- TEXT
>> Start
Perhaps the most telling story comes from Tommy's observation of a sixth-grade teacher. "Her Outsiders book looks like a fan because she has so many post-it notes and annotations—it doesn't even close. She's reliving some of the titles that she read when she was a teenager, but with her sixth graders." Teachers weren't just delivering curriculum; they were genuinely engaged with the texts themselves.

Courtesy of Claire Carney
Beyond Test Scores: The Ripple Effects
The measurable outcomes were impressive. Claire's school jumped from the 33rd percentile in 2014 to the 84th percentile by 2025. In 2024, the Massachusetts Department of Elementary and Secondary Education (DESE) honored the Bradley Elementary School as a National ESEA Distinguished School in the category of exceptional student achievement for excellence in serving special populations of students.
And, in November 2025, Bradley was designated the winner of the 20th EdVestors' "School on the Move" $100,000 prize in recognition of its significant student success and improvement over the years.
As a network of schools, Tommy's entire region consistently outperforms many schools in the Boston area on state testing, MAP growth assessments, and fluency measures. But he's equally proud of the improvements in attendance and school climate. "I attribute that to aspects of Fishtank because it's part of a very thoughtful program that these principals and teachers are putting together."
The impact extended beyond ELA. Claire noticed that transition phrases explicitly taught in Fishtank units started appearing in math explanations. "You can see how this strategy helps solve this, but I find it more efficient to use this other tool," students would explain—using sentence-level explanations that traditionally just didn't happen in math class.
With the support of the district, the Bradley School phased out its advanced work strand (a.k.a. Gifted and Talented program) entirely, moving to a fully inclusive, double-stranded model where students with disabilities and ELs are proportionally represented across all classrooms with more peer models. The curriculum that was once considered only appropriate for "advanced" students was now successfully challenging and engaging every child. Living, breathing proof that believing in students leads them to do great things.
Courtesy of Claire Carney
A Culture of Continuous Improvement
What struck both leaders was how Fishtank fostered ongoing teacher collaboration and enthusiasm.
"If I walked out in the hall right now, I would see teachers gathered together talking about the next lesson," Claire says. "There's just constant conversation around that."
Tommy sees the same dynamic across his region. Third-grade teachers share resources with other third-grade teachers across schools. Fourth-grade teachers connect with their counterparts. Fifth- and sixth-grade teachers join professional learning opportunities at neighboring schools. When a new teacher joins a team, veteran teachers say, "This is what we did the last couple of years. What can you add to make it better?"
"I don't see anyone just rolling out the lesson plan folder that they did before," Tommy reflects. "You see the teachers diving into the lesson content and feeling more energized." That’s what happens when consistency meets teacher empowerment.
>> End
[Object detection data]
>> Start
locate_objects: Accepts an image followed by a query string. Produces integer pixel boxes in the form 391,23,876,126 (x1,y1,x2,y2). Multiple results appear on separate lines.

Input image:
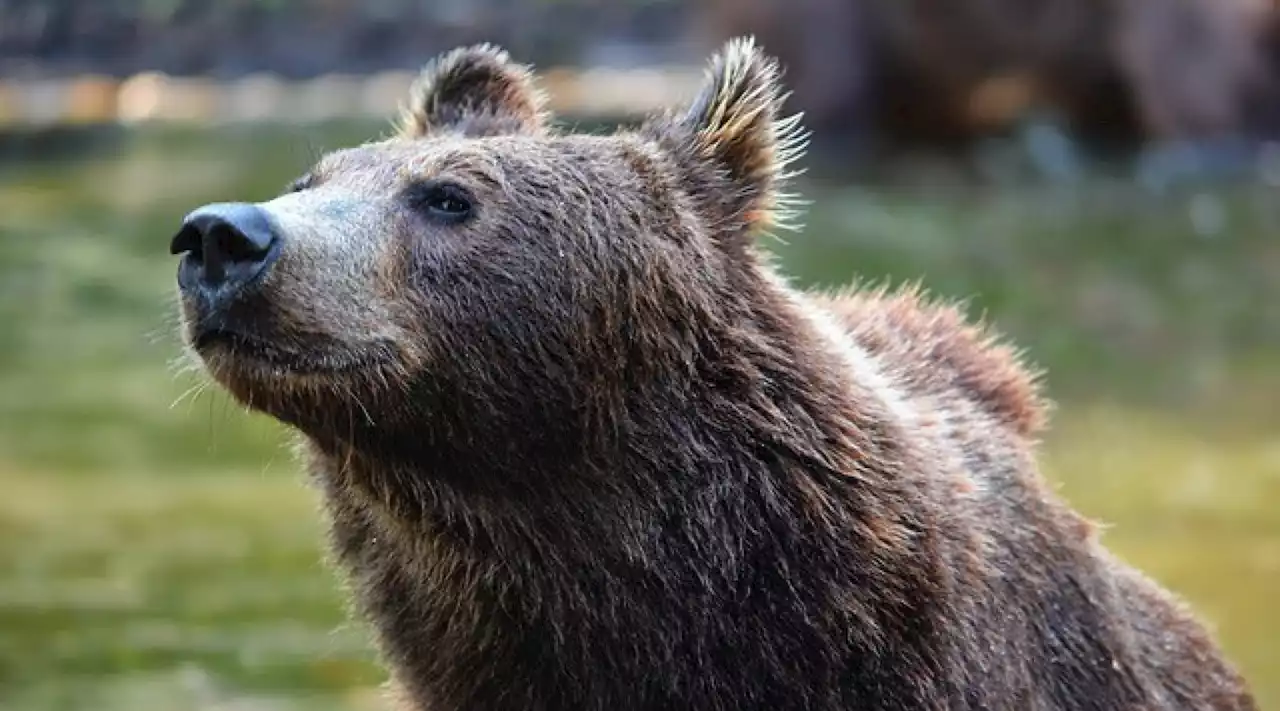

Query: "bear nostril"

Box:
169,202,279,296
169,224,205,260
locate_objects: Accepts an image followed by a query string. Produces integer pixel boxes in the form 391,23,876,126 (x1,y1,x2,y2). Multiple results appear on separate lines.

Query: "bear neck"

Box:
299,274,938,710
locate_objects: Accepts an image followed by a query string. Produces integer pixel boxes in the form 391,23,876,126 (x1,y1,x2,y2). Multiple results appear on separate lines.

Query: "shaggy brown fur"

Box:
700,0,1280,153
175,41,1253,711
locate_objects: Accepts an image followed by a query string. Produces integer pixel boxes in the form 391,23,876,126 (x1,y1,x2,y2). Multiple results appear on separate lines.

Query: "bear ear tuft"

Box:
668,37,808,232
399,44,545,138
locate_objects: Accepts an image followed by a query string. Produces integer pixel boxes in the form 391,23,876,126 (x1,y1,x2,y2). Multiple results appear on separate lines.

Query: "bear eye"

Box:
284,173,315,192
408,182,471,224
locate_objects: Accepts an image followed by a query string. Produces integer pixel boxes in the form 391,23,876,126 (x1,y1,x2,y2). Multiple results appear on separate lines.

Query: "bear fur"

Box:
699,0,1280,154
175,40,1254,711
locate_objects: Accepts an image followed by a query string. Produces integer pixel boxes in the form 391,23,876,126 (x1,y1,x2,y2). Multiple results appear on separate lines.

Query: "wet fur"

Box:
175,41,1254,711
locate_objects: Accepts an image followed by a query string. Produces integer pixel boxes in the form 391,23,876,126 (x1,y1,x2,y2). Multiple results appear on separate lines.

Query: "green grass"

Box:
0,126,1280,711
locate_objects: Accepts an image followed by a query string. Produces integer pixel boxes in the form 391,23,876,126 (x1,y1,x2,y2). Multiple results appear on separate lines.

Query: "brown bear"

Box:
172,40,1254,711
698,0,1280,155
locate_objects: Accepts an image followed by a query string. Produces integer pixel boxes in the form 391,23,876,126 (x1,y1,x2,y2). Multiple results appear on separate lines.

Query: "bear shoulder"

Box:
809,286,1050,438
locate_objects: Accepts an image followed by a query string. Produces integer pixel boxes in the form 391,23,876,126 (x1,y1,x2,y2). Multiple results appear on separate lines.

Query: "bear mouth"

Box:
192,328,388,374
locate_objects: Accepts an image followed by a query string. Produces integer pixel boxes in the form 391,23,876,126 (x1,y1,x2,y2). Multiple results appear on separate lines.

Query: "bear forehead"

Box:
310,135,649,187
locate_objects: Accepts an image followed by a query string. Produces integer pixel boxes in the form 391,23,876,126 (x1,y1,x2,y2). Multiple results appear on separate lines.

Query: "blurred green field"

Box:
0,126,1280,711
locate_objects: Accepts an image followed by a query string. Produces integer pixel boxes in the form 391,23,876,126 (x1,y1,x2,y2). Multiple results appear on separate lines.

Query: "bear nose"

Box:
169,202,279,297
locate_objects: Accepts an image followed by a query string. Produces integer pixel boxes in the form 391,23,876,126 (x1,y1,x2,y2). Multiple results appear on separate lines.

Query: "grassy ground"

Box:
0,127,1280,711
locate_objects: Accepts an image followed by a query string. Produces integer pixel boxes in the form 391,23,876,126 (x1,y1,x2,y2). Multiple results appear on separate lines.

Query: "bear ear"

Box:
399,45,545,138
658,37,808,234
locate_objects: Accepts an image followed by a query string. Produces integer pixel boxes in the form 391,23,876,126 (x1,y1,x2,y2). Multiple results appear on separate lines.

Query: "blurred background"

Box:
0,0,1280,711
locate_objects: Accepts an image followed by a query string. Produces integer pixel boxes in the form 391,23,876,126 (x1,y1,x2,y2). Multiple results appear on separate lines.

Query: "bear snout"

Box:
169,202,282,313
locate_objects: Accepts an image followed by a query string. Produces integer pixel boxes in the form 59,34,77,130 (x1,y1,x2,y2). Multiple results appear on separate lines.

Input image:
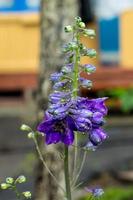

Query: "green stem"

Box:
64,146,71,200
73,32,80,180
33,136,64,192
12,186,22,200
72,152,87,186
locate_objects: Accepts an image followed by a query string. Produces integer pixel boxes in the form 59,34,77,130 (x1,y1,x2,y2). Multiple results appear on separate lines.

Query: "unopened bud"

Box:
83,29,96,39
79,22,85,28
0,183,9,190
84,64,96,73
23,191,31,199
87,49,97,58
75,16,82,24
20,124,31,131
64,25,73,33
28,132,34,139
6,177,14,184
16,175,26,183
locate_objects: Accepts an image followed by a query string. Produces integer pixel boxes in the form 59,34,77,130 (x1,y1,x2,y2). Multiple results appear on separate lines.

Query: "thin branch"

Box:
33,136,65,192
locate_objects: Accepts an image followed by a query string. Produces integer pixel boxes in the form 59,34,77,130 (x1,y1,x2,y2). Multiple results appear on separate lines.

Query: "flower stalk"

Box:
64,145,72,200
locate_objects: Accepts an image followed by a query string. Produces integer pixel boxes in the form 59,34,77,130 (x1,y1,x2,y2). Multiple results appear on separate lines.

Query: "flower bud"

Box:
69,42,78,50
28,132,34,139
0,183,9,190
75,16,82,24
80,77,92,88
23,191,31,199
84,64,96,73
87,49,97,58
16,175,26,183
79,22,85,28
6,177,14,184
64,25,73,33
20,124,31,131
83,29,96,39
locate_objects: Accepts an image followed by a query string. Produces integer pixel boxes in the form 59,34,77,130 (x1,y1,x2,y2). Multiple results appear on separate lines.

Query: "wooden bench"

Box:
82,66,133,91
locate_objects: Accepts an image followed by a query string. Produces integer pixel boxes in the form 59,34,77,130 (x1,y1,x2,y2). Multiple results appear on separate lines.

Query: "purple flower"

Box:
79,77,92,88
48,102,71,119
92,112,104,125
50,72,63,82
74,116,92,132
76,97,107,116
89,128,107,146
37,113,76,146
49,92,71,104
53,80,70,90
61,63,73,74
85,187,104,197
83,64,96,73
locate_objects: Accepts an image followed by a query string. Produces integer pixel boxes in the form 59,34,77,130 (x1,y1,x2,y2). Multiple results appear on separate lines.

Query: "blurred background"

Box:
0,0,133,200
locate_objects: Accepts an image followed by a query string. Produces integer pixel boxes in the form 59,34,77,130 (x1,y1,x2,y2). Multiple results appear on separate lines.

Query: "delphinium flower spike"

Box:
20,17,107,200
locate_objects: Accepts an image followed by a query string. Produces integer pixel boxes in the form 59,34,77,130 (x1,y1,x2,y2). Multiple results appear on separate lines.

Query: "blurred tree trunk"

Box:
36,0,78,200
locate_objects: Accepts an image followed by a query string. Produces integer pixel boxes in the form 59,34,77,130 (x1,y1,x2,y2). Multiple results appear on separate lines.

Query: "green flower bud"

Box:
28,132,34,139
0,183,9,190
20,124,31,131
37,132,44,137
87,49,97,58
83,29,96,39
70,42,78,50
64,25,73,33
16,175,26,183
79,22,85,28
23,191,31,199
6,177,14,184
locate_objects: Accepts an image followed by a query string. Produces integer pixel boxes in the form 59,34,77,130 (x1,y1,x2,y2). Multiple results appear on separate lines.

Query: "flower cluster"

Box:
0,175,32,199
37,17,107,149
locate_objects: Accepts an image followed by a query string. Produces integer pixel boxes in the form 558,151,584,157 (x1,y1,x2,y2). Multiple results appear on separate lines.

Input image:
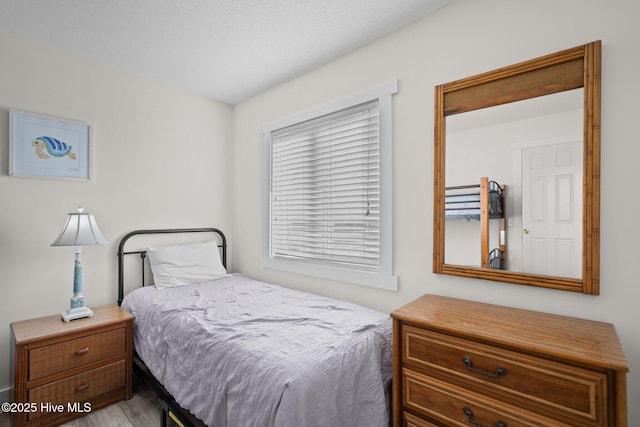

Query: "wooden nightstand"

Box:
11,305,134,426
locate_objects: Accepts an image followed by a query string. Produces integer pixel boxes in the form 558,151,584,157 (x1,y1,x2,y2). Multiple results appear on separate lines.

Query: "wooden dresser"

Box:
391,295,628,427
11,305,134,426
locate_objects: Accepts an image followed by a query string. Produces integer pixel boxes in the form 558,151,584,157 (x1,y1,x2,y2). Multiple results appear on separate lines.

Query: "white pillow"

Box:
147,241,228,289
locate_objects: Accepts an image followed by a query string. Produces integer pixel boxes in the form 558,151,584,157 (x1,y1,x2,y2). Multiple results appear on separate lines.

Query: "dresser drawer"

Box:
402,412,440,427
29,328,127,381
28,360,126,420
402,325,607,425
402,369,571,427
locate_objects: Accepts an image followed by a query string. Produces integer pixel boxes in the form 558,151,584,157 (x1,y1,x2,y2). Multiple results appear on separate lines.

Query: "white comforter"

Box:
122,275,391,427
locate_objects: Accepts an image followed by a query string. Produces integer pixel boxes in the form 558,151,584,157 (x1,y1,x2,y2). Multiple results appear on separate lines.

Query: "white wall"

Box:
0,33,233,401
233,0,640,425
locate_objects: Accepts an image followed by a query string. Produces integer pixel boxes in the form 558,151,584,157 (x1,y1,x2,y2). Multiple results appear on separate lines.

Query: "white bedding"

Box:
122,275,391,427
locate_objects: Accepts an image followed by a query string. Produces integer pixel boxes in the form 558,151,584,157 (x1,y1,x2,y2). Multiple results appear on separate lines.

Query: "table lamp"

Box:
51,208,107,322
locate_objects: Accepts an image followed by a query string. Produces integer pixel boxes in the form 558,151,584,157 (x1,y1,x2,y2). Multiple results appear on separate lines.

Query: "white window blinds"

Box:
269,100,380,271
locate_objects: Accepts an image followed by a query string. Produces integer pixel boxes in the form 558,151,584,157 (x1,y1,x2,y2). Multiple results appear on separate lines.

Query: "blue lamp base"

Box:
60,306,93,322
61,246,93,322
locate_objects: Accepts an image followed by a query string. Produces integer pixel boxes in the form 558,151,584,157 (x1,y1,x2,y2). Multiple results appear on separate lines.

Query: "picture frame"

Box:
9,110,91,181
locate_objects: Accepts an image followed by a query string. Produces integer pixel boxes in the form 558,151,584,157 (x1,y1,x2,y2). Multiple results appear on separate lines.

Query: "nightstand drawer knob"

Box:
462,406,508,427
462,356,507,378
76,347,89,356
76,383,89,392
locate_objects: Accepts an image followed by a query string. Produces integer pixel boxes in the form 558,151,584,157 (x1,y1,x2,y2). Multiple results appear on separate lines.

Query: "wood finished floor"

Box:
0,381,177,427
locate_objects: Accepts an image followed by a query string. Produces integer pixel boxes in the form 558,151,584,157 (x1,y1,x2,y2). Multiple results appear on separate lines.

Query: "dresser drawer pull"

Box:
76,383,89,392
462,356,507,378
462,406,509,427
76,347,89,356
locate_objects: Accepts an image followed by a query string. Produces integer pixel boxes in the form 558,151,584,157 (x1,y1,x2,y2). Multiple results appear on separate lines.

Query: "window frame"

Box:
260,79,398,290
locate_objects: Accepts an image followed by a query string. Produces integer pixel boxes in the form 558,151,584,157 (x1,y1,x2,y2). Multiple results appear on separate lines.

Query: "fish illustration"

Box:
31,136,76,160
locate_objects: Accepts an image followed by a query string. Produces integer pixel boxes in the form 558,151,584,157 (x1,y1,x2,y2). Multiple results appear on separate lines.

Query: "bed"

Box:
444,177,506,270
118,228,391,427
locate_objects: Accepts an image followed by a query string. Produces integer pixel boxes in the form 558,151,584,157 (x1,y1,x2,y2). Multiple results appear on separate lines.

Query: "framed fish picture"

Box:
9,110,91,181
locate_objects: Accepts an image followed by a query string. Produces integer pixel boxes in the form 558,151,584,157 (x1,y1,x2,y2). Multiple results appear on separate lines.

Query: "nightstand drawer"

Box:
402,369,572,427
403,326,607,424
28,360,126,420
29,328,127,381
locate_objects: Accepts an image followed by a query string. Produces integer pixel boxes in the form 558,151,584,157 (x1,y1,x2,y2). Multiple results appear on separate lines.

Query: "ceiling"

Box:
0,0,451,105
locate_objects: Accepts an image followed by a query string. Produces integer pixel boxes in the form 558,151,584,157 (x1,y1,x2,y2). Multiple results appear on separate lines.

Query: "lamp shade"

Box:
51,208,108,246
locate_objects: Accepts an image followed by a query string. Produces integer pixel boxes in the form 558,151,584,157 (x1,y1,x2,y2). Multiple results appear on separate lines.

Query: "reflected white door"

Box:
522,142,582,278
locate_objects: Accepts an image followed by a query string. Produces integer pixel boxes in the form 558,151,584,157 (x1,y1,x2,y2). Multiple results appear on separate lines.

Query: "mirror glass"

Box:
433,41,601,295
444,88,584,279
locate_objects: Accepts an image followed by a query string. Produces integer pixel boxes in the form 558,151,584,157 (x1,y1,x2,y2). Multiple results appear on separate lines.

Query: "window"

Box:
262,81,397,289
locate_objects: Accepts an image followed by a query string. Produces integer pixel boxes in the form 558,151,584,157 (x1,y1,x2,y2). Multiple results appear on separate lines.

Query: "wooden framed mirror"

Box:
433,41,601,295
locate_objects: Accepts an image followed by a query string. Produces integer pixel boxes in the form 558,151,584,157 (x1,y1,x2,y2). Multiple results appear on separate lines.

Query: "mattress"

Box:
122,274,391,427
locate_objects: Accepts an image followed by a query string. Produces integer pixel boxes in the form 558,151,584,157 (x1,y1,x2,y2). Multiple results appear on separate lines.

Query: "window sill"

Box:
262,259,398,291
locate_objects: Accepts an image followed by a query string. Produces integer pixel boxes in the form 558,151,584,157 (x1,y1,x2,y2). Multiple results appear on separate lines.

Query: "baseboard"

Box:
0,387,13,403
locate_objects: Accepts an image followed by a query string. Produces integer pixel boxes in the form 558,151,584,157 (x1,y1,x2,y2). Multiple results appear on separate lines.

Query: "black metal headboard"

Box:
118,228,227,305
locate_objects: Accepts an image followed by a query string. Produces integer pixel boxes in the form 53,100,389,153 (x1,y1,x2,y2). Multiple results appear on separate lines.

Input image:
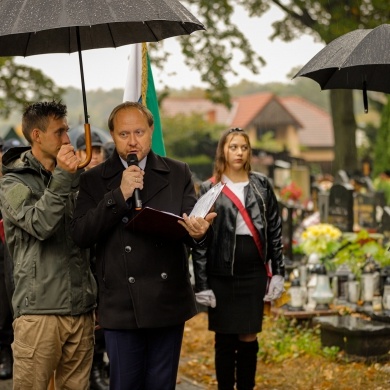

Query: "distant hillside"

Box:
63,88,123,130
0,87,123,136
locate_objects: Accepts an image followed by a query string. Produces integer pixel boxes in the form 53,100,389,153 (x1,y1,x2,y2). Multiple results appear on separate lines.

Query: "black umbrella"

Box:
0,0,204,167
294,24,390,112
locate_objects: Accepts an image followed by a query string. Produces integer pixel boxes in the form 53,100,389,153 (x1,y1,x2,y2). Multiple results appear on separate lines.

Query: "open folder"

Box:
126,182,225,240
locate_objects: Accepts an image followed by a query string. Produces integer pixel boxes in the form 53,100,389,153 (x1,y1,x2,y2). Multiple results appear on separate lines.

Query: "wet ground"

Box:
0,377,205,390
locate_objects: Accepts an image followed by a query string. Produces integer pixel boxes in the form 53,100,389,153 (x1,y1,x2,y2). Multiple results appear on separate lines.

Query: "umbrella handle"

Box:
77,123,92,169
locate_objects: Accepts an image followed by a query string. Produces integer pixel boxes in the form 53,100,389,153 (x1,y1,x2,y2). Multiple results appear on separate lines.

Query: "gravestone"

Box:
356,193,378,232
313,316,390,357
318,192,329,223
279,202,294,261
379,206,390,246
327,183,354,232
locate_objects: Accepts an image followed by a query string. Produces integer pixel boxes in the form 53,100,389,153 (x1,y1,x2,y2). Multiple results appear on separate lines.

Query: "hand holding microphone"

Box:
120,153,144,210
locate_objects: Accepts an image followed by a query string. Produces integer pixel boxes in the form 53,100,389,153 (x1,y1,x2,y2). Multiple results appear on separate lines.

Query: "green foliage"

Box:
258,317,339,363
0,57,64,118
373,99,390,176
63,87,123,130
331,230,390,279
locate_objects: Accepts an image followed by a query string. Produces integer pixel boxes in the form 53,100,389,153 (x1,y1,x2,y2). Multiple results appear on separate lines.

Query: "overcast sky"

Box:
16,4,324,90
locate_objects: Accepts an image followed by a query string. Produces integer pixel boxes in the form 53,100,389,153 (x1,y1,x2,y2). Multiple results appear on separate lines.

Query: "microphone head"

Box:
126,153,138,165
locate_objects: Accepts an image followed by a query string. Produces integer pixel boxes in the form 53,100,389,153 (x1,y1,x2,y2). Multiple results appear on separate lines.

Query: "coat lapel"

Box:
102,150,170,203
141,151,170,203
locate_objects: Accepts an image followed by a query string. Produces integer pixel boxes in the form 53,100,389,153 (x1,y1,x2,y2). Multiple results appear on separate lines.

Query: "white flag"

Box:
123,43,142,102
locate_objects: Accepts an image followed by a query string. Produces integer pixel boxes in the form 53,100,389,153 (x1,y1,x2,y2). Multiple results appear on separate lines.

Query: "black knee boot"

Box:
89,351,110,390
215,333,238,390
237,340,259,390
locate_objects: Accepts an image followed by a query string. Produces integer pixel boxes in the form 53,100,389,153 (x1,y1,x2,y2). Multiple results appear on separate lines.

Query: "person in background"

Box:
72,102,216,390
0,101,97,390
0,138,13,379
76,132,109,390
76,131,105,170
192,128,285,390
103,141,115,160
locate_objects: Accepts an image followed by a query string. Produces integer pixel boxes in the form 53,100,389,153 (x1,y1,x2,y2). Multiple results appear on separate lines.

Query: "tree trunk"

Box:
330,89,358,174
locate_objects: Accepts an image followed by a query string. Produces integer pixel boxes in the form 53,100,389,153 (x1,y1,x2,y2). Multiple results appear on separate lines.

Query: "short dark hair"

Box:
22,100,67,144
108,102,154,131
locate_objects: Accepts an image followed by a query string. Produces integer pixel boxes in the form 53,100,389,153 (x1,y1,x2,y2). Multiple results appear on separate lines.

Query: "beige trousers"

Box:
12,313,94,390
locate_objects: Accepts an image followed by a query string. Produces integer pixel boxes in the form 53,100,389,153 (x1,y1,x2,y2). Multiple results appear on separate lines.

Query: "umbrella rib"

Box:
107,24,117,49
23,33,32,57
144,22,159,42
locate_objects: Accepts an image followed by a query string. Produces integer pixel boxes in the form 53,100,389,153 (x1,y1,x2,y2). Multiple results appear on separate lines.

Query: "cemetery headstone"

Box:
327,183,354,232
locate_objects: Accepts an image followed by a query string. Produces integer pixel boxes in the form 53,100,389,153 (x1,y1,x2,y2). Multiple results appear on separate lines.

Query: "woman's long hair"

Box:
213,127,252,183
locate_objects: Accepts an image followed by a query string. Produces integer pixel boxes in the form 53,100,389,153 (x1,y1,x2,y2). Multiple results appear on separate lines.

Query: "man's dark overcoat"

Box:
71,151,196,329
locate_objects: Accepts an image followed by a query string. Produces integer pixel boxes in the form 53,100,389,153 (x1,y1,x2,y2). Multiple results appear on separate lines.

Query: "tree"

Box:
0,57,64,119
155,0,390,171
374,99,390,176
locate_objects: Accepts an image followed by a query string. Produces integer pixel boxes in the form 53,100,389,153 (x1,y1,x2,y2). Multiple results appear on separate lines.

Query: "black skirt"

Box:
208,236,268,334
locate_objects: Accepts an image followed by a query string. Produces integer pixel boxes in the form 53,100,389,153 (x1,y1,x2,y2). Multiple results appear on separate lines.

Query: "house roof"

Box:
231,92,275,128
279,96,334,147
161,92,334,148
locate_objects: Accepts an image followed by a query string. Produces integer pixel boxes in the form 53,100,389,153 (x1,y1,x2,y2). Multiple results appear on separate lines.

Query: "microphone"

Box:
126,153,142,210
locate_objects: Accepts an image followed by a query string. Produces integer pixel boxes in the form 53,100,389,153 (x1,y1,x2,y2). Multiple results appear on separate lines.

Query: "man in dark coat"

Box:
72,102,216,390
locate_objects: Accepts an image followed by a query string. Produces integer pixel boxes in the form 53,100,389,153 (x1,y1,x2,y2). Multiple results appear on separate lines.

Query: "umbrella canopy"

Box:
294,24,390,110
0,0,204,56
0,0,204,167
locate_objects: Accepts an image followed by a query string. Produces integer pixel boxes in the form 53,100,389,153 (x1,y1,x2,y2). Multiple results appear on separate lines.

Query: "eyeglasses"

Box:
228,127,244,134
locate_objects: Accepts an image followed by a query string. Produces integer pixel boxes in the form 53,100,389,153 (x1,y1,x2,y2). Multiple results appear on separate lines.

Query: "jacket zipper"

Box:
253,184,268,264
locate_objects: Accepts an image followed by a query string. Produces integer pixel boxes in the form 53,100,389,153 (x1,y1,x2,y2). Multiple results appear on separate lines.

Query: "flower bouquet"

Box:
299,223,342,267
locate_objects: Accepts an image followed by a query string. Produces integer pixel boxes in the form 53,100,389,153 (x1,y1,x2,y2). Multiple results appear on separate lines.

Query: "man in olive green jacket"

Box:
0,102,96,390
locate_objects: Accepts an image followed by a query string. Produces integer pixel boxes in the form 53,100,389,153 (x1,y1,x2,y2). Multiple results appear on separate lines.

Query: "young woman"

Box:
192,128,285,390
>> End
- EXERCISE REQUIREMENTS
A) In the article on Fishtank, what percentile had Claire's school reached by 2025?
B) Revise the object detection entries, beginning at the first line of the entries and stopping after the line that contains "399,44,545,138". Replace "bear" with "grizzly" and change nothing else. Leave the pictures out.

- SOLUTIONS TO THE TASKS
A) The 84th percentile.

B)
locate_objects: Accepts an image followed by a query string. Produces integer pixel boxes in the form 391,23,876,126 (x1,y1,x2,y2). Multiple results appear on separate lines.

Input image:

Query: "grizzly nostril"

Box:
169,202,279,296
169,224,205,260
locate_objects: Accepts an image followed by a query string. Produces integer pixel boxes in the form 391,23,876,126 (x1,y1,x2,y2). Multiple results appear on separate lines.

Query: "grizzly neck"

Box:
299,274,938,710
locate_objects: Accepts an image followed by a query string. Produces integer pixel boxes in the form 391,23,876,126 (x1,y1,x2,y2). Multiple results appear on separate lines.

Query: "shaggy brown fur"

Box:
700,0,1280,153
175,41,1253,711
locate_objects: Accepts an image followed by a query string. Produces integer pixel boxes in the form 391,23,876,126 (x1,y1,x2,y2). Multiple results appear on separate lines.

Query: "grizzly ear tuft"

Box:
668,37,808,232
399,44,545,138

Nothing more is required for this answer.